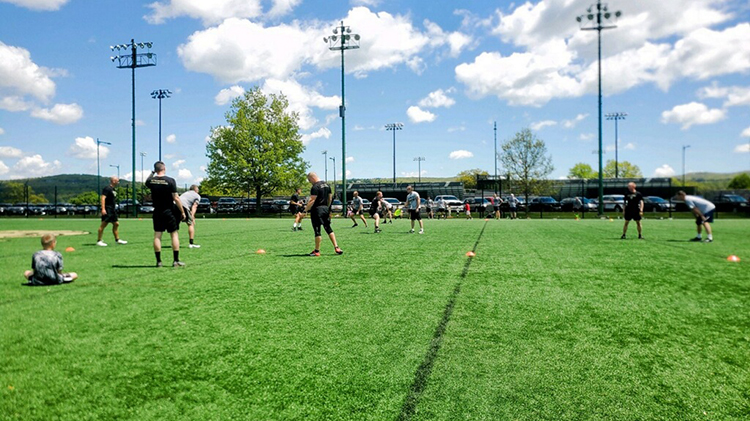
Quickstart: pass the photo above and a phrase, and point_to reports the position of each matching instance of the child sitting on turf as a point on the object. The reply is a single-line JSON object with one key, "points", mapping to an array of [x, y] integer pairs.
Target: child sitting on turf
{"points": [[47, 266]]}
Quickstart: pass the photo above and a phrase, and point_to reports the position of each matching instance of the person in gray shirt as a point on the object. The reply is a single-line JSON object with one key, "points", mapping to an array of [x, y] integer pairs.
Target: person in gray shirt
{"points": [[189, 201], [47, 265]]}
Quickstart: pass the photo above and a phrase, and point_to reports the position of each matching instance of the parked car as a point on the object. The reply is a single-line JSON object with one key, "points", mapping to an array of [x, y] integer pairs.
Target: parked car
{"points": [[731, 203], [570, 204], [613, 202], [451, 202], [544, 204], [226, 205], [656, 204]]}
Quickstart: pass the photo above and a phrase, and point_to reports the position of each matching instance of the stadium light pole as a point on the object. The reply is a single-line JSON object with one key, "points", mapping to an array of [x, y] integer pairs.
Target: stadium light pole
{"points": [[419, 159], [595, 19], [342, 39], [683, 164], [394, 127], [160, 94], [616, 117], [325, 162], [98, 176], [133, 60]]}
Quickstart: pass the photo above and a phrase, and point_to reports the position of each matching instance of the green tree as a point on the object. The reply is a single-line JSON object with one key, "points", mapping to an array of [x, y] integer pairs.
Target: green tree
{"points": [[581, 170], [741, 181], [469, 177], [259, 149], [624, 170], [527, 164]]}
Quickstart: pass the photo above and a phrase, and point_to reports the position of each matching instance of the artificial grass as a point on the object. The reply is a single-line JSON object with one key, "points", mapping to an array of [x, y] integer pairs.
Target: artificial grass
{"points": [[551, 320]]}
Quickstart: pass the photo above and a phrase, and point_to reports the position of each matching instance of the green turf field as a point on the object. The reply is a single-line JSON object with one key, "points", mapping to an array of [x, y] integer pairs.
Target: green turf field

Work instruction: Where a picture appears, skip it and copy the rest of the data word for word.

Finished task:
Quickstart: pass the photo above and a phrase, and point_to reports the position of each matching instance of the child sitting on turf as a point on the object. The reply is a single-line JSON object with one key, "points", mapping to an array of [x, y] integer pairs.
Target: child sitting on turf
{"points": [[47, 266]]}
Quickstart: pass the photo above and a phrase, and point_to reports the position of each matching instance of the person in gray shirt as a point on the object. The reply is a single-line JSON object with one key, "points", mapping to an array of [x, y] integer pairs.
Target: person in gray shirt
{"points": [[189, 201], [47, 265]]}
Quickstart: pass the photo above and a phrase, and point_to reports the position of each matching instance of the parked car as a point on the object. The reply is a single-line JSON object with one key, "points", mapping to an array of [x, y] integer pairs.
Target: parked car
{"points": [[731, 203], [570, 204], [613, 202], [451, 202], [544, 204], [226, 205], [656, 204]]}
Quickstart: pass the photo above and a phrase, and point_to reports the position of each matching instance of the stadium light pole as a point on the object. The reply is a single-line JSON object with one key, "points", mapping to an array of [x, y] integer pairs.
Target: stadium light pole
{"points": [[419, 159], [595, 19], [342, 39], [683, 164], [394, 127], [160, 94], [616, 117], [325, 162], [98, 176], [133, 60]]}
Quickstart: pass the photo above and a phrase, and point_to reports the position of each matching instance of the green tree as a point on the object. The reply is a single-line JSON object with one key, "points", mapping to an array of [x, y] integer pairs.
Target: green tree
{"points": [[581, 170], [741, 181], [469, 177], [259, 149], [624, 170], [527, 164]]}
Quickstart: pass the photo above and a phrase, and point_to reports the position of each matching instance of the artificial grass as a point on the object. The reply is a single-line JSON object with one key, "points", mapping to an array of [x, y] integer pairs.
Target: artificial grass
{"points": [[551, 320]]}
Quickstart: pass the photo above and a phrase, and point_to reports the position of each matching instance of the green turf field as a point on the object. The reply is a single-line JSON object with one key, "points", mapping to an array of [x, y] integer pairs.
Target: green turf field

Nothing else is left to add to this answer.